# Challenge:
Copy word for word the lines below, starting at the line containing "According to the upstream classifier, the blue" and ending with the last line of the rows.

# Records supplied:

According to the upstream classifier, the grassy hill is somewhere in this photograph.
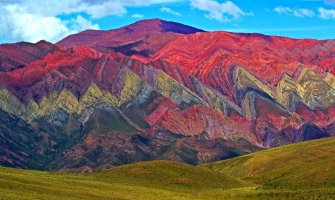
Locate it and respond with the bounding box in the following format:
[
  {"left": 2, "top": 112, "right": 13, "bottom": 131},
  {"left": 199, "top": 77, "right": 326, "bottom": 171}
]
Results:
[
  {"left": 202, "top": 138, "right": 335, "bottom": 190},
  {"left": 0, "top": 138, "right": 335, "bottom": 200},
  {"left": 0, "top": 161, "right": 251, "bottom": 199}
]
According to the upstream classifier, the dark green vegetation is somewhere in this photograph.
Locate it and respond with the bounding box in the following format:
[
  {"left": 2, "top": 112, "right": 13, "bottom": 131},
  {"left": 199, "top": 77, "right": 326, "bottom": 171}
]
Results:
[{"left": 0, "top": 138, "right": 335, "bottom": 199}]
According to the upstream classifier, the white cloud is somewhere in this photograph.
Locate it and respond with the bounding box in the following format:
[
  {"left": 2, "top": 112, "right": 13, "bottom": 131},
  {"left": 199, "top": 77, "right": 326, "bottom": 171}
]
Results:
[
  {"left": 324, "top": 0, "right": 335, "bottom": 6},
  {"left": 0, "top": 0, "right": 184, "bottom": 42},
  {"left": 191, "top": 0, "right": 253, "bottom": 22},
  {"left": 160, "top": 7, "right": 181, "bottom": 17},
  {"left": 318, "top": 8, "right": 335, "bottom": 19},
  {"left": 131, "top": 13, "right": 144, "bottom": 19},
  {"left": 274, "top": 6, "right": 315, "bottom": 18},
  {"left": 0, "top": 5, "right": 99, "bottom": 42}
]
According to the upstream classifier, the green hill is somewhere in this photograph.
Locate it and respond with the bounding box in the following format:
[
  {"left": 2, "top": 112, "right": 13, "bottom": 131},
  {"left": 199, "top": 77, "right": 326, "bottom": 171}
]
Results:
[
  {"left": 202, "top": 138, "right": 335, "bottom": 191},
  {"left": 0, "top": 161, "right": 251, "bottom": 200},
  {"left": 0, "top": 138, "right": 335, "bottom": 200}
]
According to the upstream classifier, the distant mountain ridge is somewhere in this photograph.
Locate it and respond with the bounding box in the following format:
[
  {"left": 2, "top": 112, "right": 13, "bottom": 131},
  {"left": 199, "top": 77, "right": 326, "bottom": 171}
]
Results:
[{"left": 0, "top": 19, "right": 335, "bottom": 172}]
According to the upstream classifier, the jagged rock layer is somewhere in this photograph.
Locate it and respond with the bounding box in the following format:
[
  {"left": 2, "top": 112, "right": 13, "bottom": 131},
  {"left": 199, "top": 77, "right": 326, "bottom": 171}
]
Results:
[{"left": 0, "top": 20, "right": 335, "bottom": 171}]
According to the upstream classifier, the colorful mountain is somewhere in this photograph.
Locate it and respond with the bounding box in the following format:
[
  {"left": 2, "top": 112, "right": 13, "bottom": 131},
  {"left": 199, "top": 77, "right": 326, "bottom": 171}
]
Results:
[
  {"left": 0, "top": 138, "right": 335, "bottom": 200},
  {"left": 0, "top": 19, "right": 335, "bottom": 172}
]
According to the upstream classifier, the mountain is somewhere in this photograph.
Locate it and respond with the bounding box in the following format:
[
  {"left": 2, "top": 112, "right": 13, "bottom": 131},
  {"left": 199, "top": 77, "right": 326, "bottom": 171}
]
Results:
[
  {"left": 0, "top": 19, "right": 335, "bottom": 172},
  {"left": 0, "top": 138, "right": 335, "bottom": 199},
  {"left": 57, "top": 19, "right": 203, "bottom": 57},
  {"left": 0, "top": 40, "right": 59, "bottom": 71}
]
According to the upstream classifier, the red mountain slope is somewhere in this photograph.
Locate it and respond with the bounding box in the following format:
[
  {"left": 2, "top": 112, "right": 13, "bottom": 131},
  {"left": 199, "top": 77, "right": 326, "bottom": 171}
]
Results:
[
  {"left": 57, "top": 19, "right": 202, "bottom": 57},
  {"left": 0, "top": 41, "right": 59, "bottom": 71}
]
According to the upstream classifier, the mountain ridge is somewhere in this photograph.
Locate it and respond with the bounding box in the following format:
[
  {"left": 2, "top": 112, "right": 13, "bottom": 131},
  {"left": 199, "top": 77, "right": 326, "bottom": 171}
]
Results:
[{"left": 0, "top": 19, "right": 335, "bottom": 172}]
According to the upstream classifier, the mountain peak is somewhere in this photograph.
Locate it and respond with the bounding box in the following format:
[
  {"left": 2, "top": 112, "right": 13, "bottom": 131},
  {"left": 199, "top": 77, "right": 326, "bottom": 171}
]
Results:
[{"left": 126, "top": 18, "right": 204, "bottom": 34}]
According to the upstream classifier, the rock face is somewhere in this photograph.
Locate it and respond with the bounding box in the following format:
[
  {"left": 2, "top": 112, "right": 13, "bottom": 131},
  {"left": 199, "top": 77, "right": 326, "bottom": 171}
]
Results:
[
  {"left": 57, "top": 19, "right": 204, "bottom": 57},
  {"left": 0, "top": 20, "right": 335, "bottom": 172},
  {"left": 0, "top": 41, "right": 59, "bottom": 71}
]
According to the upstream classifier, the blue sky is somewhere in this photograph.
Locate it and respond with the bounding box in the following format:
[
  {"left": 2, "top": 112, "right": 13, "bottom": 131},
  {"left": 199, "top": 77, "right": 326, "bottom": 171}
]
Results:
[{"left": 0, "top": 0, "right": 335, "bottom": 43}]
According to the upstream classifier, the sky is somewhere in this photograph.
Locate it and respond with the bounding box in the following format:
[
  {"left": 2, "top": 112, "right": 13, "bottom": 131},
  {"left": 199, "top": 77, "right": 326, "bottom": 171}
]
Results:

# Solved problem:
According to the upstream classifier, the blue sky is somewhere in this photograph.
Locate it and respond with the bounding box in the following format:
[
  {"left": 2, "top": 112, "right": 13, "bottom": 131},
  {"left": 199, "top": 77, "right": 326, "bottom": 171}
]
Results:
[{"left": 0, "top": 0, "right": 335, "bottom": 43}]
According to the upstream classifier, the sky is somewhere in this photograph.
Locate it and respond with the bounding box in the following format:
[
  {"left": 2, "top": 112, "right": 13, "bottom": 131},
  {"left": 199, "top": 77, "right": 326, "bottom": 171}
]
Results:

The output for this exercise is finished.